The problem → Express the lines in the entries below, from the line containing "For every instance of the rock" up to and including the line containing "x=192 y=149", as a JSON list of strings with one string per line. Leave out any blank lines.

Record list →
◇ ◇ ◇ ◇ ◇ ◇ ◇
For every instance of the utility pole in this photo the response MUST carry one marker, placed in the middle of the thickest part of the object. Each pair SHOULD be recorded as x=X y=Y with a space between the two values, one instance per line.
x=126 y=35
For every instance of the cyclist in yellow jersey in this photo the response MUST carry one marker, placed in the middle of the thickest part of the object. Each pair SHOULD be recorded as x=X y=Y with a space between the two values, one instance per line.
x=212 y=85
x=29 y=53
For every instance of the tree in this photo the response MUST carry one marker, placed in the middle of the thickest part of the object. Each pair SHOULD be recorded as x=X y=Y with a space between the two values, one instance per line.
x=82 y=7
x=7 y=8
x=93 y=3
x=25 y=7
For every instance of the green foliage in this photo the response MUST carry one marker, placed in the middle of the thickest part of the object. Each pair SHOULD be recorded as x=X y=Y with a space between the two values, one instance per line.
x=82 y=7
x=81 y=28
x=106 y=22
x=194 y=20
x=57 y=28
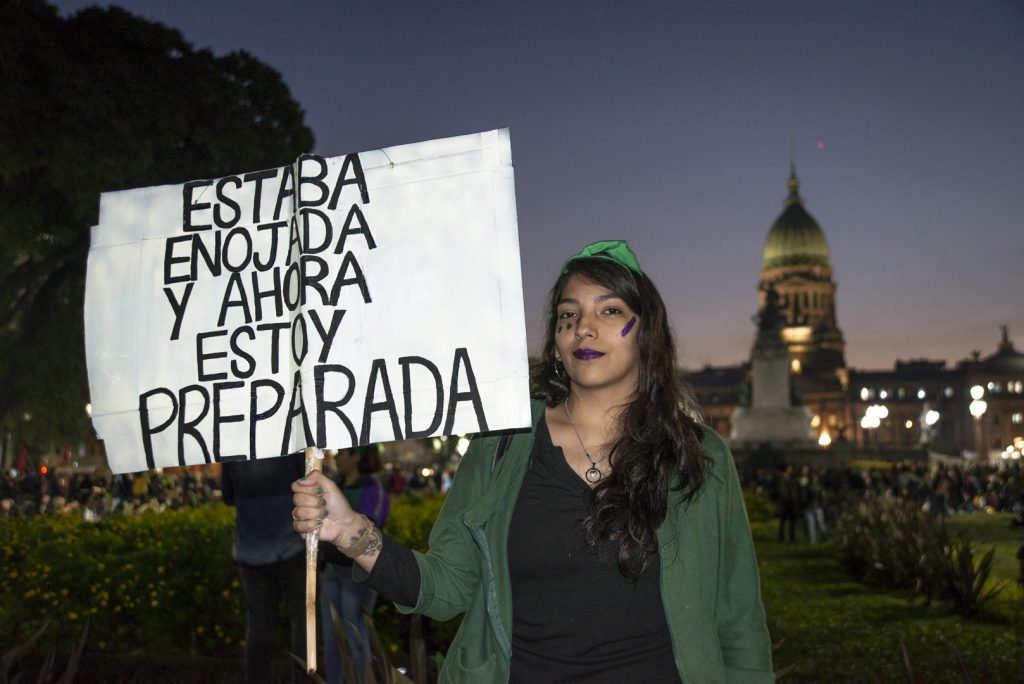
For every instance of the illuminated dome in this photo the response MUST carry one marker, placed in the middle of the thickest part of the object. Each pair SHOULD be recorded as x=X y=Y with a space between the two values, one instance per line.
x=795 y=239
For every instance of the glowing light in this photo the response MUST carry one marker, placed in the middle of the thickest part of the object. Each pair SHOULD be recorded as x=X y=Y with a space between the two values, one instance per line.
x=878 y=410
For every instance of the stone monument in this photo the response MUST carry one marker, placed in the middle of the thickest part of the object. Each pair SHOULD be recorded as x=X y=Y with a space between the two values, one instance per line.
x=773 y=416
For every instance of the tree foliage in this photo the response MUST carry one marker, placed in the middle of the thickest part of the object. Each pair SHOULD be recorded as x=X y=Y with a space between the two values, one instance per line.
x=102 y=100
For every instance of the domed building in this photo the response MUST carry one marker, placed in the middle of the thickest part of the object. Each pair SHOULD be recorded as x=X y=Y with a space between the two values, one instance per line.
x=919 y=404
x=797 y=265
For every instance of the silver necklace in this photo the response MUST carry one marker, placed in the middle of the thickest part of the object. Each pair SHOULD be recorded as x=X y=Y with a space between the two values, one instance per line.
x=593 y=475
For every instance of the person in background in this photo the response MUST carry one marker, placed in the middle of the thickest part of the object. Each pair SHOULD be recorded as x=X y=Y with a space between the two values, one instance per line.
x=355 y=469
x=270 y=557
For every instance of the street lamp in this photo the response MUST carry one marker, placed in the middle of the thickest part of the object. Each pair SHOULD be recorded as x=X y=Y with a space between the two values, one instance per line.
x=978 y=408
x=872 y=419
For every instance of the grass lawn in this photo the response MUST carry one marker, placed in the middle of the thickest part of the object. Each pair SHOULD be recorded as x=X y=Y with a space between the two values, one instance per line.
x=828 y=628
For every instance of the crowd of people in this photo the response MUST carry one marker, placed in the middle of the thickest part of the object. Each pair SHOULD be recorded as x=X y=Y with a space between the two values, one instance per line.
x=95 y=496
x=812 y=499
x=806 y=498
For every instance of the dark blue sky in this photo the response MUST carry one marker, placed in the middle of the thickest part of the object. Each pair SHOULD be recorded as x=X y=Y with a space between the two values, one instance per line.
x=669 y=124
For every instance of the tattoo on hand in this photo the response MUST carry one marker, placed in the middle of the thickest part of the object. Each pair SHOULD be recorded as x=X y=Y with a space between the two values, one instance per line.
x=376 y=542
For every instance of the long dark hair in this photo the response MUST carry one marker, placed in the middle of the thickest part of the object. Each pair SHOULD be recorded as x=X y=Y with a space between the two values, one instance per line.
x=658 y=444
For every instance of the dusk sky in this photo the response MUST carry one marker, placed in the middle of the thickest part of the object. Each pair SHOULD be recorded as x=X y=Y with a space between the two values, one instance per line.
x=670 y=125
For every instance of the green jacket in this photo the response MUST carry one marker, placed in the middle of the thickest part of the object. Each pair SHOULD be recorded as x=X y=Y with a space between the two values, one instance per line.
x=710 y=583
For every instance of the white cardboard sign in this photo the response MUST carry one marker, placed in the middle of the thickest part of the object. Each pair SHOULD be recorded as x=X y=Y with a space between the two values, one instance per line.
x=334 y=302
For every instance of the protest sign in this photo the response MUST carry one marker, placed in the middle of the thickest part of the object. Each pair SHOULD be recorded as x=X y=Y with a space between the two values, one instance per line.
x=341 y=301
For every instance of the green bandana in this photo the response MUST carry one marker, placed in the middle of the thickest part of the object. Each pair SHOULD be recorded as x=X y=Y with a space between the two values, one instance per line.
x=609 y=250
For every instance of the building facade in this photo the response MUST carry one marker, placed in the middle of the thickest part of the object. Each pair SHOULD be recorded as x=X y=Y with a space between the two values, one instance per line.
x=975 y=409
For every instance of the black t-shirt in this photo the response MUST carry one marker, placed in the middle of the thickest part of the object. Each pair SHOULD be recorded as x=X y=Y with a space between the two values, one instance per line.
x=576 y=617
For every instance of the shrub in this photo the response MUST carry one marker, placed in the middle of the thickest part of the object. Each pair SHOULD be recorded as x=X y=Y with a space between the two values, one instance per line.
x=891 y=542
x=157 y=582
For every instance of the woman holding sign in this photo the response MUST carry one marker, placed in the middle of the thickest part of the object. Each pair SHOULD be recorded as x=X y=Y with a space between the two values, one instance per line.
x=607 y=544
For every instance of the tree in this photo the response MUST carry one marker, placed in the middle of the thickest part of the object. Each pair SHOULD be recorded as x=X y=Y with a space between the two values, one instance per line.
x=102 y=100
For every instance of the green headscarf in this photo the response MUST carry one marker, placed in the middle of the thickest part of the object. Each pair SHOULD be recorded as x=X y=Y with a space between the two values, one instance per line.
x=610 y=250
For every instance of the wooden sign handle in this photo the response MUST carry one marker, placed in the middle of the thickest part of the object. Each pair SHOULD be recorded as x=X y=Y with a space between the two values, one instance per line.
x=314 y=460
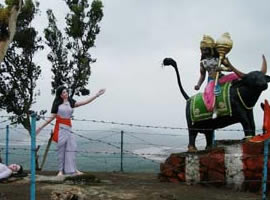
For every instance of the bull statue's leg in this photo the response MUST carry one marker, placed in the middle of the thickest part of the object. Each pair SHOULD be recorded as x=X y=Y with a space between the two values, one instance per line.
x=192 y=138
x=248 y=125
x=209 y=136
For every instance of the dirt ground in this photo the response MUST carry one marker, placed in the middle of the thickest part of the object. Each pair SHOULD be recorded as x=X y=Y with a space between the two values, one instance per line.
x=129 y=186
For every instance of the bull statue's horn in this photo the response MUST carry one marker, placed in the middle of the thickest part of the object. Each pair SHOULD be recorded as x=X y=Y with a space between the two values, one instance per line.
x=264 y=65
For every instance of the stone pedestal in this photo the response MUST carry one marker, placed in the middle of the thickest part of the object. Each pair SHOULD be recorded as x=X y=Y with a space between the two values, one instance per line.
x=235 y=164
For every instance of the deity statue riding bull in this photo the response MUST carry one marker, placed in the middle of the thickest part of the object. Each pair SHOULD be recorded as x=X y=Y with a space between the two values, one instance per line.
x=230 y=97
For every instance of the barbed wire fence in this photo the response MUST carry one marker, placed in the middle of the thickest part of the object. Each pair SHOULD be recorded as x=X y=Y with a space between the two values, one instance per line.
x=139 y=146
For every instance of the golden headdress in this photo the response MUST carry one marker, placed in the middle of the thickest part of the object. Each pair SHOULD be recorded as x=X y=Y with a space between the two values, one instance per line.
x=207 y=42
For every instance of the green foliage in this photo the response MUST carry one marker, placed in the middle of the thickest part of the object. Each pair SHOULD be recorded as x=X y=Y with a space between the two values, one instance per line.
x=69 y=54
x=18 y=72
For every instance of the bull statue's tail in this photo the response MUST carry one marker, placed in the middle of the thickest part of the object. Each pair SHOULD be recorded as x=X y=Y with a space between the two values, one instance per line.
x=170 y=61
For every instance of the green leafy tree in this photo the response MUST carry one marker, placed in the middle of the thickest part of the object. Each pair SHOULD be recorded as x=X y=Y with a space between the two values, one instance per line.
x=69 y=53
x=18 y=72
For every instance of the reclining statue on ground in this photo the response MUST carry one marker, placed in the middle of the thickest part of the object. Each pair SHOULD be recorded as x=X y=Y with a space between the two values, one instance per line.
x=243 y=95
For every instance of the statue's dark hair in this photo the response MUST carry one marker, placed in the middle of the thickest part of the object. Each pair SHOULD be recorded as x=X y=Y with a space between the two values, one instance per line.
x=20 y=170
x=58 y=100
x=213 y=52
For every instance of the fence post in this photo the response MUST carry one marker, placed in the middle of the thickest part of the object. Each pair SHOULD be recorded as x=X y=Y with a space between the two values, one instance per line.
x=7 y=143
x=122 y=151
x=33 y=158
x=265 y=161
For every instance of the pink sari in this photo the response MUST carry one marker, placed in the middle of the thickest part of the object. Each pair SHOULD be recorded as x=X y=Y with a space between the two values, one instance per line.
x=209 y=96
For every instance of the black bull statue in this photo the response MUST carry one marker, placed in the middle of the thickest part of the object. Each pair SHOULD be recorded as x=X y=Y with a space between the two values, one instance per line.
x=244 y=94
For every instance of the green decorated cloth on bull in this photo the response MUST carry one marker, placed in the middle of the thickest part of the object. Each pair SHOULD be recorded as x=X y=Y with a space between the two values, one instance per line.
x=199 y=111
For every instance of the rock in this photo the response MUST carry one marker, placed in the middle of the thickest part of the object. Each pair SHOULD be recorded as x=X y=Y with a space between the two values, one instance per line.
x=70 y=194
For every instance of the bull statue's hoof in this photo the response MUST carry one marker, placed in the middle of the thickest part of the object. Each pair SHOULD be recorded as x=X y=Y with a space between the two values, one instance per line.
x=208 y=147
x=192 y=149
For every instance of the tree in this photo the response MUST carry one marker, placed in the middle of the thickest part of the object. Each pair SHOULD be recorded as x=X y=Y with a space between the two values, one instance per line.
x=8 y=19
x=69 y=54
x=18 y=72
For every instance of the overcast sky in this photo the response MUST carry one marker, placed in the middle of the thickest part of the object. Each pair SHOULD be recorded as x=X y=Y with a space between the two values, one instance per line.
x=135 y=37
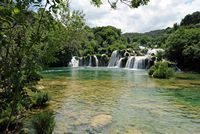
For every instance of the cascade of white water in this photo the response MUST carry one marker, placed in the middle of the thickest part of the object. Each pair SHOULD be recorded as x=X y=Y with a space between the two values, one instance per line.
x=130 y=62
x=74 y=62
x=139 y=62
x=114 y=59
x=96 y=60
x=119 y=64
x=154 y=51
x=90 y=61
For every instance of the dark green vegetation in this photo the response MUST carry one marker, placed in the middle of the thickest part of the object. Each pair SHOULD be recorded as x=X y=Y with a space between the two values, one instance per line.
x=32 y=37
x=41 y=99
x=181 y=43
x=161 y=70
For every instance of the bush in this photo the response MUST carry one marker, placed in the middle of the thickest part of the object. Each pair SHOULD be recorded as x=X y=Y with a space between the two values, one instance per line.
x=41 y=99
x=161 y=70
x=43 y=123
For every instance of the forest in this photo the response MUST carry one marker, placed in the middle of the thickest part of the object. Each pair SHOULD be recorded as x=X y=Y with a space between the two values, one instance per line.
x=35 y=36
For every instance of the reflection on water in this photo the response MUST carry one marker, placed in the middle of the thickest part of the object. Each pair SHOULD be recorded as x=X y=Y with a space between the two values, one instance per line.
x=135 y=102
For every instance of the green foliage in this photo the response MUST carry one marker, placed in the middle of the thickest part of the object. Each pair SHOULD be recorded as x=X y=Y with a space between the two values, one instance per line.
x=41 y=99
x=160 y=55
x=192 y=19
x=183 y=47
x=131 y=3
x=161 y=70
x=43 y=123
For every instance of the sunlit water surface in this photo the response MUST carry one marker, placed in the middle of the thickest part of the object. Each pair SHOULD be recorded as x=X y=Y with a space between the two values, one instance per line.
x=137 y=104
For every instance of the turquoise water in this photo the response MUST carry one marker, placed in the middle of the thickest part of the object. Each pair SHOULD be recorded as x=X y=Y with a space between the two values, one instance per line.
x=135 y=102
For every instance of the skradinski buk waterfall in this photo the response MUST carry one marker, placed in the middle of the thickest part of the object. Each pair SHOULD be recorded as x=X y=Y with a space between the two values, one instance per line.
x=114 y=59
x=119 y=64
x=130 y=62
x=96 y=60
x=139 y=62
x=90 y=61
x=154 y=51
x=74 y=62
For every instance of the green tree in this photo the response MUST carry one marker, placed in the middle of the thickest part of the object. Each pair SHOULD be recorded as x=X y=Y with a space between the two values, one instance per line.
x=183 y=48
x=191 y=19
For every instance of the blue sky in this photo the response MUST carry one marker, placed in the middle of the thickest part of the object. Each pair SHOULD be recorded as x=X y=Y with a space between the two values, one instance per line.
x=158 y=14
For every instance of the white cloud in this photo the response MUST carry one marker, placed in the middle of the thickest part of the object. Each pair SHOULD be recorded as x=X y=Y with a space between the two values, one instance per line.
x=158 y=14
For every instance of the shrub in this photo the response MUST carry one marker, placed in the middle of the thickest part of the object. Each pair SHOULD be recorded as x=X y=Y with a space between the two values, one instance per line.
x=41 y=99
x=43 y=123
x=161 y=70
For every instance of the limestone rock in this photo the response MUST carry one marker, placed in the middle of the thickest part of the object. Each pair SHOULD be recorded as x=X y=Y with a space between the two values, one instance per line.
x=101 y=120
◇ ◇ ◇ ◇ ◇ ◇ ◇
Final result →
[
  "For every instance of the rock in this photo the response MUST carry one marker, placed in the middle of the thickest part of the object. Each pair SHOULD be recorded as x=X y=Y with a space between the two values, one instance per line.",
  "x=70 y=194",
  "For every instance of the bull statue's hoof in this photo the response MUST carry one marker, placed in the middle of the thickest part of the object. Each pair SHOULD be recorded as x=X y=Y with a space between the two values, one instance per line.",
  "x=208 y=147",
  "x=192 y=149"
]